» **Goal a**: In the rows, take the lines from the line with "of the license" up to and including the line with "[[0, 180], [66, 180], [114, 63], [0, 95]]". Rewrite them with "license plate" changed to "number plate" and everything else left as it is.

» **Text provided**:
Add a new item to the stack. (Push)
Remove the item that was most recently
added (Pop)
• Retrieve the item that was most recently
added (Peek)
Implementing a Stack
• All items in the stack must be stored
• Only the top item needs to be accessible for retrieval
• Therefore a stack is a restricted form of list
– Use the List interface
– Use an array (as inside ArrayList)
– Use linked nodes (as inside LinkedList)
• Java does none of these - it uses a vector (growable
array)
– But, to understand stacks better, we will consider the 3
options above
Implementing using a List
//Complete code pp. 272-273
public class ListStack < E > {
private List < E > theData;
public Stack < E > {
theData = new ArrayList < E>();
}
//more methods here
}
ArrayList Implementation
• Push adds to the list
– Where? Why?
• Pop removes an item
– Which one?
• Peek looks at the top item
– Where is it?
• ArrayList takes care of resizing the list, details
of implementations
Empty and Push Method
Public boolean empty() {
return theData.size() == 0;
}
public E push (E obj){
//add at end of ArrayList
theData.add (obj);
return (obj);
}
Peek
public E peek() {
if (empty())
throw new EmptyStackException();
//top is at the end of the array
return theData.get(theData.size()-1);
}
Pop
public E pop() {
if (empty())
throw new EmptyStackException();
//top is at the end of the array
//recall: remove returns the object removed
return theData.remove(theData.size()-1);
}
And now more detail…
• Pretend we don’t already have ArrayList or
LinkedList, and had to implement all from
scratch
• Why?
– Understand in detail how stacks work
– See the differences and tradeoffs between array
and linked stacks
– Appreciate how much easier it is to implement a
stack than a list (either type)
Array Implementation
• Push: insert element into the array (where?)
• Peek: retrieve the most recently inserted
element (where is it?)
• Pop: remove the most recently inserted
element (how)?
• Static vs. dynamic array?
Array Push, Pop
• All stack elements go into the array (in order)
• Newest element is last (highest index) in the
array
• Integer variable “top” indicates index of top
• Push increments top
• Pop decrements top
– Popped elements stay in array until overwritten by
new push
Choices for top
• Top points after the top element
– Push: first copy, then increment
– Top: A[top-1]
– Pop(item): first decrement, then copy
• If top points at the top element
– Push: first increment, then copy
– Top: A[top]
– Pop(item): copy item, decrement
Example: Top at
• Empty stack (top = –1)
A[0]=
A[1]=
A[2]=
A[3]=
A[4]=
• Push ‘a’, Push ‘b’, Push ‘c’ (top=2)
A[0]=‘a’ A[1]=‘b’ A[2]=‘c’
A[3]=
A[4]=
A[3]=
A[4]=
A[3]=
A[4]=
• Pop, Pop (top = 0)
A[0]=‘a’ A[1]=‘b’ A[2]=‘c’
• Push ‘z’ (top = 1)

» **Labeled area outline rows**:
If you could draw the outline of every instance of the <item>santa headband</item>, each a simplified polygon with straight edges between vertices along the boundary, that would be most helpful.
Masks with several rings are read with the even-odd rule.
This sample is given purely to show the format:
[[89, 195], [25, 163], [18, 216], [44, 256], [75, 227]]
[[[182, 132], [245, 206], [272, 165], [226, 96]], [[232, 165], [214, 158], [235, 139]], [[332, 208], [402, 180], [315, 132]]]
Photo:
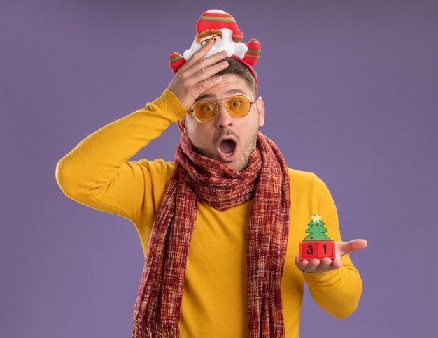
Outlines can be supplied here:
[[211, 39], [215, 44], [204, 57], [226, 50], [227, 57], [239, 60], [248, 67], [257, 83], [257, 74], [251, 66], [255, 65], [260, 57], [260, 43], [255, 38], [246, 44], [241, 43], [243, 34], [237, 27], [233, 17], [218, 9], [207, 10], [198, 19], [196, 33], [192, 46], [183, 55], [176, 52], [170, 54], [170, 68], [174, 73], [201, 48], [205, 41]]

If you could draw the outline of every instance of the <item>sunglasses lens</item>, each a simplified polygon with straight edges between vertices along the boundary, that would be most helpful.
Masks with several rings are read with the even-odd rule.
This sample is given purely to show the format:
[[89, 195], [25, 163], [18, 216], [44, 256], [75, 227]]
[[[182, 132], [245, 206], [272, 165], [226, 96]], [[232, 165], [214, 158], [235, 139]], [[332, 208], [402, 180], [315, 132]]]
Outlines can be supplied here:
[[196, 118], [202, 122], [213, 119], [216, 115], [216, 105], [210, 100], [198, 101], [193, 108], [193, 114]]
[[227, 109], [229, 114], [236, 117], [242, 117], [249, 112], [251, 103], [246, 96], [236, 95], [227, 102]]

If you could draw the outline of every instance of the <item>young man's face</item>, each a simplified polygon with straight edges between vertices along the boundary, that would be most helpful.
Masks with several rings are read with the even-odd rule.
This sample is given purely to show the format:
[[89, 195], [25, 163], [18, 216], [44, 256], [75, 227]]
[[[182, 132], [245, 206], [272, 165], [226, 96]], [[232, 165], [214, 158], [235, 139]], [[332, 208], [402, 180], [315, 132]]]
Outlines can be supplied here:
[[[243, 94], [251, 101], [255, 100], [241, 78], [234, 74], [222, 76], [220, 84], [204, 91], [199, 97], [216, 101]], [[225, 101], [220, 101], [222, 104], [212, 120], [199, 122], [188, 114], [178, 122], [178, 126], [199, 154], [222, 162], [234, 170], [242, 171], [255, 149], [259, 128], [264, 124], [264, 104], [259, 97], [257, 104], [252, 105], [246, 116], [234, 117], [227, 112]]]

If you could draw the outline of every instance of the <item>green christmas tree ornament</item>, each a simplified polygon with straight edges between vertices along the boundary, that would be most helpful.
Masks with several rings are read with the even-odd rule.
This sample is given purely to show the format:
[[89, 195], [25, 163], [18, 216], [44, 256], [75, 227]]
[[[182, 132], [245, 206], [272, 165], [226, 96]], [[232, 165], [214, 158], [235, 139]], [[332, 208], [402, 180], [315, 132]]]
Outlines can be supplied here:
[[334, 241], [325, 235], [327, 230], [321, 221], [322, 217], [315, 214], [311, 219], [306, 230], [309, 235], [299, 242], [299, 260], [323, 259], [324, 257], [334, 259]]

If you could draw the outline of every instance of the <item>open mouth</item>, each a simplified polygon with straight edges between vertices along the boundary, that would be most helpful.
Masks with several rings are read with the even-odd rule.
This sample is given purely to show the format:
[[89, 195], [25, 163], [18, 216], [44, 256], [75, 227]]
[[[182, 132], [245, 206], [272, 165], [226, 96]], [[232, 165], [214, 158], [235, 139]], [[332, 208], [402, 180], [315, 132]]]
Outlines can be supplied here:
[[219, 145], [219, 149], [226, 158], [231, 158], [234, 154], [236, 146], [236, 144], [234, 140], [225, 139]]

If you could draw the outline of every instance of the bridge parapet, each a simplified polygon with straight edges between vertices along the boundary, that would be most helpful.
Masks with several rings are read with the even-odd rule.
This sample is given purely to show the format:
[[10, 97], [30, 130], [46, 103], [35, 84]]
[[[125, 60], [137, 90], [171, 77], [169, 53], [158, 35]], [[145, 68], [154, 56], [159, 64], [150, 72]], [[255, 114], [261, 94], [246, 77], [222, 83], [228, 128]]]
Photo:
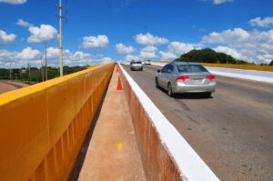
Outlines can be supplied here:
[[66, 180], [115, 64], [0, 96], [1, 180]]

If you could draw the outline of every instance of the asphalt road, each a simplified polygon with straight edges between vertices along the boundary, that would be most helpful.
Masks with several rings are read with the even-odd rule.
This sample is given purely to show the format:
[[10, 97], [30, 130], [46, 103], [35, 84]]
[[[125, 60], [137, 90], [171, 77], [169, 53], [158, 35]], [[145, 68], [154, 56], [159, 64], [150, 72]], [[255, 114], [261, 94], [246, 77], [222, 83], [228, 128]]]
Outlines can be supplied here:
[[156, 70], [123, 65], [221, 180], [273, 180], [273, 85], [217, 76], [212, 97], [169, 97]]

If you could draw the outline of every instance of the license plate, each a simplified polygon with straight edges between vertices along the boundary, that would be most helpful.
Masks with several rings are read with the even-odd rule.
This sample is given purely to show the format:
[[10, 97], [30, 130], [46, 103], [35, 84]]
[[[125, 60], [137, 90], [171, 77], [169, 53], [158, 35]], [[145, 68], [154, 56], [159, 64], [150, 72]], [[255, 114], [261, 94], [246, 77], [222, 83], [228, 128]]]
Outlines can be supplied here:
[[191, 79], [190, 83], [192, 83], [192, 84], [202, 84], [203, 79]]

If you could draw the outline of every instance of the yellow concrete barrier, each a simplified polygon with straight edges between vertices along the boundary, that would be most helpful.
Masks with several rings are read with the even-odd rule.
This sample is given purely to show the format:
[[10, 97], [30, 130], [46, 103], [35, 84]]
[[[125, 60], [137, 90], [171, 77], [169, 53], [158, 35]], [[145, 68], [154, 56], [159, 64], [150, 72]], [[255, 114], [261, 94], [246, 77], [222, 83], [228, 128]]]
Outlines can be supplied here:
[[0, 180], [66, 180], [114, 63], [0, 95]]

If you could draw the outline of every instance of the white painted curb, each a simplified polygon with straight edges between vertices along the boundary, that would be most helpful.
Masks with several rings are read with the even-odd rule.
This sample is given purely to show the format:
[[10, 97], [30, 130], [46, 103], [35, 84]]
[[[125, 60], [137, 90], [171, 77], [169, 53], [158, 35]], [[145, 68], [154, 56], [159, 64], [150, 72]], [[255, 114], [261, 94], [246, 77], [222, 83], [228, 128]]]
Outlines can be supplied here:
[[170, 156], [174, 158], [180, 169], [182, 179], [189, 181], [219, 180], [133, 78], [121, 65], [120, 67], [132, 90], [151, 118], [158, 132], [161, 143], [166, 146], [168, 153], [171, 155]]
[[[166, 64], [152, 63], [152, 65], [164, 66]], [[214, 75], [273, 84], [272, 72], [243, 70], [243, 69], [234, 69], [234, 68], [208, 67], [208, 66], [206, 66], [206, 68]]]

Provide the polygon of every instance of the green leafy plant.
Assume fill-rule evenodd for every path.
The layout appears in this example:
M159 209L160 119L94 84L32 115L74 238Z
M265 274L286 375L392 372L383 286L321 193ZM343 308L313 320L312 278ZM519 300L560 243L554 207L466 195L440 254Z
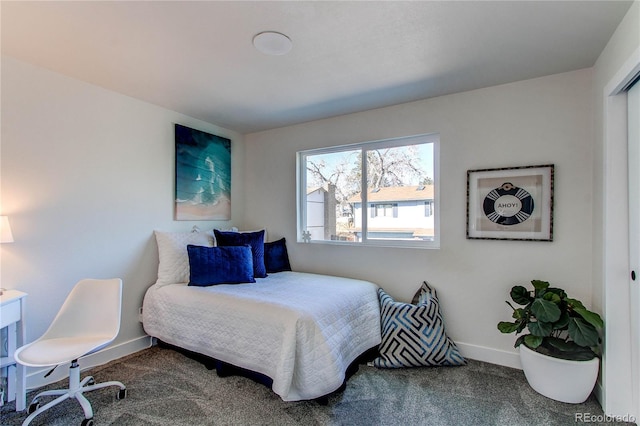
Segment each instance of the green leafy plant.
M600 335L604 323L600 315L571 299L567 293L546 281L531 281L533 290L517 285L511 289L515 321L500 321L498 330L521 334L515 347L525 344L530 349L555 358L585 361L599 355Z

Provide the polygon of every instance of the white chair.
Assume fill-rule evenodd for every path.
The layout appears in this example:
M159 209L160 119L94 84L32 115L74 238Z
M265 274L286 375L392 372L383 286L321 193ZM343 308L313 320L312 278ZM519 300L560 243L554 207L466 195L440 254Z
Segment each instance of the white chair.
M85 377L81 382L78 365L80 357L104 348L116 338L120 330L121 306L122 280L82 280L71 290L42 337L16 350L16 361L28 367L55 368L60 364L71 363L69 389L44 391L36 395L29 405L29 416L22 423L23 426L28 425L38 414L69 398L75 398L84 411L82 426L92 426L93 409L83 395L84 392L118 386L120 390L116 398L126 397L126 388L120 382L96 384L91 376ZM43 396L58 397L40 406L40 398Z

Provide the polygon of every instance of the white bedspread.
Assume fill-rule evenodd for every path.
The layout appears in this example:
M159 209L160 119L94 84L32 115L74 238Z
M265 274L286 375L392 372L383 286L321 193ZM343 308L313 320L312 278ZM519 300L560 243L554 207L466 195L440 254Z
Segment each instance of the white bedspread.
M149 288L144 329L172 345L273 379L284 401L338 389L349 364L380 343L377 286L280 272L255 284Z

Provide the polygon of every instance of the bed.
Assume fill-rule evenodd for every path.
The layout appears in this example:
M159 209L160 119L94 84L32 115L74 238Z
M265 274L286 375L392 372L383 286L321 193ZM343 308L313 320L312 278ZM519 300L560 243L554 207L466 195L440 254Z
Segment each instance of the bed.
M245 284L158 282L146 292L143 324L170 345L270 378L284 401L316 399L343 386L350 364L379 345L377 288L291 271Z

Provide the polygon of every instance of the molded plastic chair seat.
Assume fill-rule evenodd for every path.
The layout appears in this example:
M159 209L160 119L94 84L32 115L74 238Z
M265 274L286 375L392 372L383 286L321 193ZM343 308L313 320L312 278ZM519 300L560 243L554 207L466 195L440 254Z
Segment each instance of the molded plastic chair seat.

» **Goal b**: From the text on implementing stacks, copy the part from "Implementing a Stack" up to and including "(as inside LinkedList)" word for word.

» **Correct output a**:
If you could draw the outline of every instance of the number plate, each a simplified polygon with straight edges between vertices along the boundary, that would be most helpful.
Masks with several rings are read with the even-odd rule.
This sample is given purely to show the format:
[[10, 97], [30, 130], [46, 103], [35, 84]]
[[[125, 60], [137, 90], [171, 77], [169, 53], [158, 35]], [[145, 68], [154, 56], [159, 64], [150, 72]], [[255, 114], [261, 94], [246, 77], [222, 83], [228, 128]]]
Outlines can be supplied here:
[[191, 79], [190, 83], [192, 83], [192, 84], [202, 84], [203, 79]]

If you could draw the outline of every instance of the yellow concrete barrier, each a simplified polygon with straight edges between vertices along the boundary, that would be most helpful.
Masks with several rings are read with the even-odd rule.
This sample is given purely to show the format:
[[10, 97], [30, 130], [46, 103], [35, 84]]
[[[125, 60], [137, 90], [171, 77], [169, 53], [158, 35]], [[145, 68], [154, 56], [159, 64], [150, 72]], [[255, 114], [261, 94], [246, 77], [222, 83], [228, 128]]]
Outlines can be supplied here:
[[0, 180], [66, 180], [114, 63], [0, 95]]

» **Correct output b**:
Implementing a Stack
• All items in the stack must be stored
• Only the top item needs to be accessible for retrieval
• Therefore a stack is a restricted form of list
– Use the List interface
– Use an array (as inside ArrayList)
– Use linked nodes (as inside LinkedList)